### Questions:
• 1. According to the page text, what do the solar panels on the roofing over the Le Clerc carpark provide?
• 2. Retype the stretch of the page text from "I had a bad" through "a pain killer.", keeping every word and mark unchanged.

### Page text:
We were determined to stock up with sensible items at Le Clerc. The fridge was empty and the deep freeze totally devoid of any form of sustenance so we trawled the aisles, loading up on cereal, chicken breasts, sausages, cheese, bread that could be frozen, fresh fruit and vegetables and the usual gallons of drinking water. Only when we got to the check-out did we realise that somehow a large box of pain au chocolat and two mille feulles had managed to sneak into the trolley without our noticing them. They were hiding behind a box of apricots and four large red peppers, hoping that they wouldn’t be noticed until it was too late. Well we showed them and promptly ate two of the pain au chocolates while pushing the trolley across to the car!

The parking at Le Clerc is well worth a mention. Acres of carpark are set up underneath roofing which not only supplies desperately needed shade for the vehicles, but which also supports large solar panels that in turn provide all the electricity for the supermarket. How clever is that?

I had a bad night last night. Not only were the beasties attacking me again, but I had a lousy backache. I suppose the backache could have been brought on by lifting a large bag of empty paint tins out of the trailer, loading a stack of branches into the trailer, helping Jean lift the rotovator into place, and forking over the compost pit. It never occurred to me to crawl out of bed and spray the sheets with bug spray and then stumble to the bathroom cabinet and find a pain killer.

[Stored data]
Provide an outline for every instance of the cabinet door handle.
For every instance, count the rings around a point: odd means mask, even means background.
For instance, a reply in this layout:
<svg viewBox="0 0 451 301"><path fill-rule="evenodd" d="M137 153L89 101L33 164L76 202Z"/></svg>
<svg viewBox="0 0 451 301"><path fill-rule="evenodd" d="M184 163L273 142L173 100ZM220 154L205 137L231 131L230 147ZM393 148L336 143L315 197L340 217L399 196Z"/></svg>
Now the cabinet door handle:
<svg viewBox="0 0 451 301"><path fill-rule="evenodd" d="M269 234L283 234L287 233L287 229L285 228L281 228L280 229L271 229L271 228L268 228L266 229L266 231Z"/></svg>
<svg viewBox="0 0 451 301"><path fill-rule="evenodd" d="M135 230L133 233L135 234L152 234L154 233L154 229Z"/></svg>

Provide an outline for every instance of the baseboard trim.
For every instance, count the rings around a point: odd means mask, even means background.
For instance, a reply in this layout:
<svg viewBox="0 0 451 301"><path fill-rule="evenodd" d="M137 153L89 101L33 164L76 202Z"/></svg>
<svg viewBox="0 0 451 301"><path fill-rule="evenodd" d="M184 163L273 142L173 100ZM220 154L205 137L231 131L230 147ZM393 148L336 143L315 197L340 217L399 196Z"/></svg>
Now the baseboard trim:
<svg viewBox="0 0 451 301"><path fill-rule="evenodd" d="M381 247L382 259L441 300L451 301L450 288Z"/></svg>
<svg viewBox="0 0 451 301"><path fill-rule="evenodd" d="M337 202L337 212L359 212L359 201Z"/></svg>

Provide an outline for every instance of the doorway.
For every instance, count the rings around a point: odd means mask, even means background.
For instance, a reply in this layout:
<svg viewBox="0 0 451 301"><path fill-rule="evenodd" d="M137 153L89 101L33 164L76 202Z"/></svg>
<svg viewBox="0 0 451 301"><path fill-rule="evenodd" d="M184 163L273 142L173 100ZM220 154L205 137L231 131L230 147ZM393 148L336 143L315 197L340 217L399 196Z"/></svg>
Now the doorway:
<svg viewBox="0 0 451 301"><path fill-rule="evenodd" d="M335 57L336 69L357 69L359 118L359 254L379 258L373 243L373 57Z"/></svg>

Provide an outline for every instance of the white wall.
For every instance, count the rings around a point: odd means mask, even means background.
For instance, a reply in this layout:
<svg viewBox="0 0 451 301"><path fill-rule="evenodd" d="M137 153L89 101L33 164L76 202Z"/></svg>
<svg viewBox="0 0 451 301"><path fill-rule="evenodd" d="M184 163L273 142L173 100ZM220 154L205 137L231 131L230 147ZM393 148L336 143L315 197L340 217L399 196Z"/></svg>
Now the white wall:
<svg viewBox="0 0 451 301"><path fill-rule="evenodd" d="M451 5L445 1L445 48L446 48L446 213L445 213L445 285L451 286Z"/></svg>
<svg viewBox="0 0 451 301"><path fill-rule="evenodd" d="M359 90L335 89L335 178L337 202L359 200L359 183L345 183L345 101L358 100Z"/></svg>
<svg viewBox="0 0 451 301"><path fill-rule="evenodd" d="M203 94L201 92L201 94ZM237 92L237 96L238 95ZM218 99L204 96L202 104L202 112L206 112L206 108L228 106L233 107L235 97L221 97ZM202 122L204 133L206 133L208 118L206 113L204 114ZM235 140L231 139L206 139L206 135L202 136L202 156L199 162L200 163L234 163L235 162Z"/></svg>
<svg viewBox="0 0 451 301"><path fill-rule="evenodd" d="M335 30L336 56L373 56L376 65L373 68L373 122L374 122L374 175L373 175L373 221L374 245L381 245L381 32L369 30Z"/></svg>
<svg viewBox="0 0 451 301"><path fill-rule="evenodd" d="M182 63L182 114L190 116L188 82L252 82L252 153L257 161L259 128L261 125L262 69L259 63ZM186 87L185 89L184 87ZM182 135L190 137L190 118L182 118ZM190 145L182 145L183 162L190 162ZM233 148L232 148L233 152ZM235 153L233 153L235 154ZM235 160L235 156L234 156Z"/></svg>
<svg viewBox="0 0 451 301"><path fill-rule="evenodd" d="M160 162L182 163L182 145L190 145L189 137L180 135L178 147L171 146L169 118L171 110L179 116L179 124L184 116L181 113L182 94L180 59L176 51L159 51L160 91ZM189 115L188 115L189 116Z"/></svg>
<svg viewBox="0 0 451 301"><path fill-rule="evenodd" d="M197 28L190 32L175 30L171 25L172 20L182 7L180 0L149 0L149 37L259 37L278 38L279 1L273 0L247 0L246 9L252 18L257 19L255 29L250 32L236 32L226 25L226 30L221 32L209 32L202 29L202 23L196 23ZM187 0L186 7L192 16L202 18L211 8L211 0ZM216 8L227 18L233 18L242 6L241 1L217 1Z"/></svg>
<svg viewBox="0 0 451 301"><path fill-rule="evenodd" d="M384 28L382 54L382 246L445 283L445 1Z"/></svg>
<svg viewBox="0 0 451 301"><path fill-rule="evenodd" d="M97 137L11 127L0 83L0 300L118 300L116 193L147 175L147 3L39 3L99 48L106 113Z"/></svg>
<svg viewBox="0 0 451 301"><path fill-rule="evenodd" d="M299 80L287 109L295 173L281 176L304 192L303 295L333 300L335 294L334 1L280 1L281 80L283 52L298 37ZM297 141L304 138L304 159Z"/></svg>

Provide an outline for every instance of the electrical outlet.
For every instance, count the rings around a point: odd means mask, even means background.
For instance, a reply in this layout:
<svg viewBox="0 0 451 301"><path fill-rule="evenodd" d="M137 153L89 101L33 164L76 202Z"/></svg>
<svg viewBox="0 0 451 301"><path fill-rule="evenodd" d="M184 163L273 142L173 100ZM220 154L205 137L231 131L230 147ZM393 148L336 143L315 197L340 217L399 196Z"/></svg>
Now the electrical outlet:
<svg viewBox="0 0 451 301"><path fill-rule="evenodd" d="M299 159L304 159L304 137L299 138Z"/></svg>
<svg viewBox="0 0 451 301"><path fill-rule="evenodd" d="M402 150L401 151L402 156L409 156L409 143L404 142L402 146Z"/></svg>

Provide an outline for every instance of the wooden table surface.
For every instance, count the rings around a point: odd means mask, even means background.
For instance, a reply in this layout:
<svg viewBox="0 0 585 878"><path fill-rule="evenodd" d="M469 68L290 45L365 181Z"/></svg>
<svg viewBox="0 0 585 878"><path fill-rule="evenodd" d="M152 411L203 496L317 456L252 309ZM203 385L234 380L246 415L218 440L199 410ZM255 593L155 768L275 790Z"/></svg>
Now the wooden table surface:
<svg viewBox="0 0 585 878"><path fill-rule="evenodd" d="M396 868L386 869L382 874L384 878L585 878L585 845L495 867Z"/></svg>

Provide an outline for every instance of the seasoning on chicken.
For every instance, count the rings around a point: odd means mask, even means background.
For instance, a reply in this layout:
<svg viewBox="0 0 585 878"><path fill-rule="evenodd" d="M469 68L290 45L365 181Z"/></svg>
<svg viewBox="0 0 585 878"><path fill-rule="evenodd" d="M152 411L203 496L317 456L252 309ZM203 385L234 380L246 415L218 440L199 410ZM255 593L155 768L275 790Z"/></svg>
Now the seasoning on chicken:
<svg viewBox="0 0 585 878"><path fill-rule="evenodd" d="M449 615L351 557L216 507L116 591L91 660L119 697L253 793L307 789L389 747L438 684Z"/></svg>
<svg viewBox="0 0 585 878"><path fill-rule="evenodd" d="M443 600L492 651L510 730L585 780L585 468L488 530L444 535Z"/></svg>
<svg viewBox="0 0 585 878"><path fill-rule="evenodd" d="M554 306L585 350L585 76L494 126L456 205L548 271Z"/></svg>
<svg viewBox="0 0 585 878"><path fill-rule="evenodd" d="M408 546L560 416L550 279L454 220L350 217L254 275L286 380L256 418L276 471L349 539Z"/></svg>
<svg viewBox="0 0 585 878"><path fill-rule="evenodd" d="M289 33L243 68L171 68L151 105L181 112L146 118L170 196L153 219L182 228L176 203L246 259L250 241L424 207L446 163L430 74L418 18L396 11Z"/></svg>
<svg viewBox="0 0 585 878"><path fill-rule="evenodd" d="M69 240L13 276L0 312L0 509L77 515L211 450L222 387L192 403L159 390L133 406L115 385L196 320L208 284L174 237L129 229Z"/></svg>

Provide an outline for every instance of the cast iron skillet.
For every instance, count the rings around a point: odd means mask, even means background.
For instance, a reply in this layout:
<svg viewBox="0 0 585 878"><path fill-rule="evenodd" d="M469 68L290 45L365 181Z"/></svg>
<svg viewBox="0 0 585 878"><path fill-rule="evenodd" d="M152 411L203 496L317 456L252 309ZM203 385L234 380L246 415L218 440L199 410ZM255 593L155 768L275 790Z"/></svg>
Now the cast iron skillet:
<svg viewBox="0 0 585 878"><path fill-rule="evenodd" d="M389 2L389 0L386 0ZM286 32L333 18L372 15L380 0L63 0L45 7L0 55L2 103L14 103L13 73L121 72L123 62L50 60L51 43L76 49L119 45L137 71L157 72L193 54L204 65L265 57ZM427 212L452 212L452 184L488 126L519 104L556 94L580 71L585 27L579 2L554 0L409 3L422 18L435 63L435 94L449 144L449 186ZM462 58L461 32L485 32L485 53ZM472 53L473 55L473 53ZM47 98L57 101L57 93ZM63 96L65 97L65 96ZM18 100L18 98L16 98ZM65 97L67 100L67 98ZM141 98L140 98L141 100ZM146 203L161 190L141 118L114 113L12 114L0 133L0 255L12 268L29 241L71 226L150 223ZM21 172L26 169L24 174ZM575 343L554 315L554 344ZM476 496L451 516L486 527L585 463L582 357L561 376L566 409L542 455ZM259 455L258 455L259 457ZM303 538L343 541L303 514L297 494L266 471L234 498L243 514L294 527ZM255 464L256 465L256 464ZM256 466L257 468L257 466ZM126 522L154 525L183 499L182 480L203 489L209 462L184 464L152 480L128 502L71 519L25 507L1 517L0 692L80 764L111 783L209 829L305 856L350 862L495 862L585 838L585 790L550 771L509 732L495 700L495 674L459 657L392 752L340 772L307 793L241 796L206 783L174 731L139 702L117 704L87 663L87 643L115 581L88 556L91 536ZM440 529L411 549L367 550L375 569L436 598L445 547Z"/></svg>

### Expected responses:
• 1. All the electricity for the supermarket.

• 2.
I had a bad night last night. Not only were the beasties attacking me again, but I had a lousy backache. I suppose the backache could have been brought on by lifting a large bag of empty paint tins out of the trailer, loading a stack of branches into the trailer, helping Jean lift the rotovator into place, and forking over the compost pit. It never occurred to me to crawl out of bed and spray the sheets with bug spray and then stumble to the bathroom cabinet and find a pain killer.